EXERCISE REQUIREMENTS: Lines below that include the word "railing" should each be copied.
(PROVIDED RECORDS)
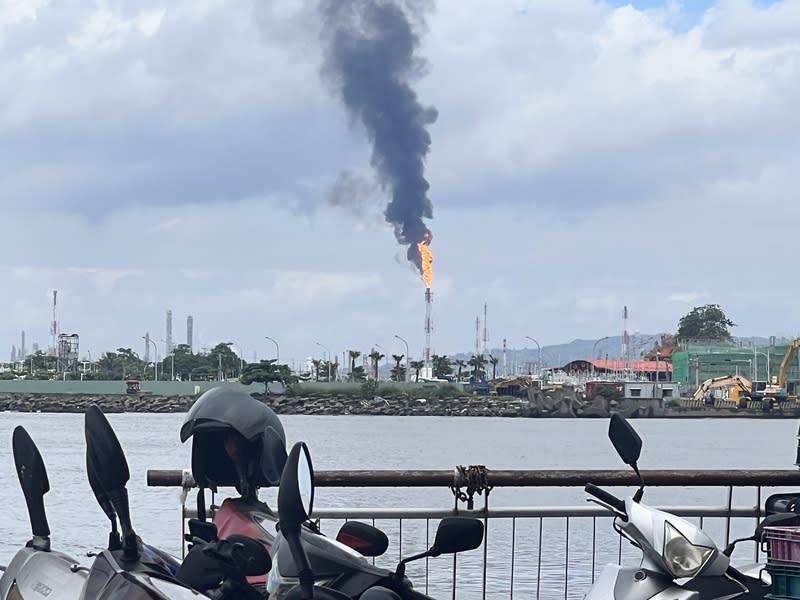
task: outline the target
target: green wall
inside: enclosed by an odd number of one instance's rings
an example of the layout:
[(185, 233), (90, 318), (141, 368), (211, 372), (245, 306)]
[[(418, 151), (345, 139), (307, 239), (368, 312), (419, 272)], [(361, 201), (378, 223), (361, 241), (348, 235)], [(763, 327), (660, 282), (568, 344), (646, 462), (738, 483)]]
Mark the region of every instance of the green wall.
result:
[[(189, 396), (203, 393), (213, 387), (232, 387), (249, 392), (263, 392), (260, 383), (242, 385), (218, 381), (142, 381), (143, 392), (152, 392), (158, 396)], [(18, 392), (23, 394), (124, 394), (124, 381), (38, 381), (17, 379), (0, 380), (0, 393)]]

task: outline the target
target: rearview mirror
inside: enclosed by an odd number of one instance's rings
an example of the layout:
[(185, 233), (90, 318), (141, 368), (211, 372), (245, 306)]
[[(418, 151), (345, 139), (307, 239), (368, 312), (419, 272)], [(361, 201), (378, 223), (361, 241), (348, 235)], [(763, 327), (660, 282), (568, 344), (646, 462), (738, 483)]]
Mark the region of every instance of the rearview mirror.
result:
[(389, 538), (377, 527), (361, 521), (348, 521), (336, 534), (336, 541), (361, 556), (381, 556), (389, 547)]
[(756, 527), (756, 532), (753, 534), (753, 539), (757, 542), (761, 541), (764, 536), (765, 527), (796, 527), (800, 525), (800, 514), (797, 513), (775, 513), (764, 517)]
[(299, 527), (314, 508), (314, 468), (304, 442), (292, 446), (278, 487), (278, 520), (281, 529)]
[[(96, 406), (86, 409), (84, 432), (89, 485), (103, 511), (112, 519), (112, 527), (113, 514), (116, 513), (119, 517), (125, 558), (136, 560), (139, 558), (139, 545), (131, 524), (128, 490), (125, 487), (130, 479), (125, 452), (103, 411)], [(113, 534), (112, 528), (112, 536)]]
[(636, 469), (636, 463), (642, 453), (642, 438), (636, 430), (619, 413), (611, 415), (611, 422), (608, 425), (608, 437), (617, 454), (626, 465)]
[(470, 517), (445, 517), (439, 522), (428, 556), (474, 550), (483, 541), (483, 521)]
[(47, 479), (47, 469), (45, 469), (42, 455), (31, 436), (21, 425), (14, 428), (11, 446), (14, 451), (14, 465), (17, 469), (19, 485), (28, 507), (31, 532), (33, 533), (31, 546), (37, 550), (49, 550), (50, 527), (47, 524), (47, 513), (44, 510), (44, 495), (50, 491), (50, 482)]

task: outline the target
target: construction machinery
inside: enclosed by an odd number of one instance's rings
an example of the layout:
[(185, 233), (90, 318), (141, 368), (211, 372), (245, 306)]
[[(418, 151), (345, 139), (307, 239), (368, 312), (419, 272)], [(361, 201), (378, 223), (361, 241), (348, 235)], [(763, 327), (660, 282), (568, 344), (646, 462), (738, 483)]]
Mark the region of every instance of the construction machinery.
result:
[(800, 338), (793, 339), (786, 347), (786, 353), (781, 359), (781, 366), (778, 375), (773, 375), (770, 381), (754, 381), (752, 385), (751, 397), (753, 400), (762, 402), (786, 402), (789, 399), (796, 400), (800, 385), (796, 382), (787, 381), (789, 365), (794, 358), (797, 350), (800, 349)]
[(706, 379), (692, 395), (692, 400), (703, 400), (713, 389), (725, 388), (727, 399), (735, 402), (739, 408), (747, 407), (747, 402), (751, 398), (753, 384), (746, 377), (741, 375), (723, 375)]
[(783, 388), (786, 390), (787, 395), (790, 397), (797, 397), (797, 386), (794, 384), (790, 384), (786, 381), (786, 378), (789, 374), (789, 364), (792, 362), (792, 358), (794, 358), (795, 353), (797, 350), (800, 349), (800, 338), (795, 338), (789, 345), (786, 347), (786, 354), (783, 355), (783, 359), (781, 360), (781, 368), (778, 370), (778, 387)]

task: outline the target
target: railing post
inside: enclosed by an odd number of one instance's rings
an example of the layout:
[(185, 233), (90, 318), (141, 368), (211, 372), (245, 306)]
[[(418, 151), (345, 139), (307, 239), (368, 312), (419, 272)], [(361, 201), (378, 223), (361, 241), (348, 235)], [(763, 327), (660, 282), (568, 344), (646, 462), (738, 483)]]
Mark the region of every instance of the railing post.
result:
[(731, 543), (731, 511), (733, 509), (733, 486), (728, 486), (728, 514), (725, 516), (725, 545)]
(End PROVIDED RECORDS)
THE COMPLETED TASK:
target: railing post
Mark the region of every instance of the railing post.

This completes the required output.